(EXERCISE DATA):
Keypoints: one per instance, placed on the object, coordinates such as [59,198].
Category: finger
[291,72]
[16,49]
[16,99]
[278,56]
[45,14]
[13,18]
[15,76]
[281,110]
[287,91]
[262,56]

(WHAT YOU HAVE TO DO):
Print the data word for word.

(RESPONSE TO THIS EXERCISE):
Keypoints: one per instance, placed on the object, coordinates such as [59,198].
Category: finger
[291,72]
[16,49]
[16,99]
[278,56]
[45,14]
[13,18]
[15,76]
[281,110]
[287,91]
[262,56]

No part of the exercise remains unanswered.